* What the task asks:
Please swap "sunlit grassy ridge" for "sunny grass-covered ridge" everywhere it occurs in the records below, keeping every other word the same.
:: Data supplied ::
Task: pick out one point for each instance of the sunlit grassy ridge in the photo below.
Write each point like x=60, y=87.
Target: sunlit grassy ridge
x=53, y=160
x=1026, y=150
:::
* Expected answer:
Task: pick out one point for each instance of the sunny grass-covered ridge in the photo below.
Write each point like x=60, y=87.
Target: sunny grass-covered ridge
x=53, y=160
x=1026, y=150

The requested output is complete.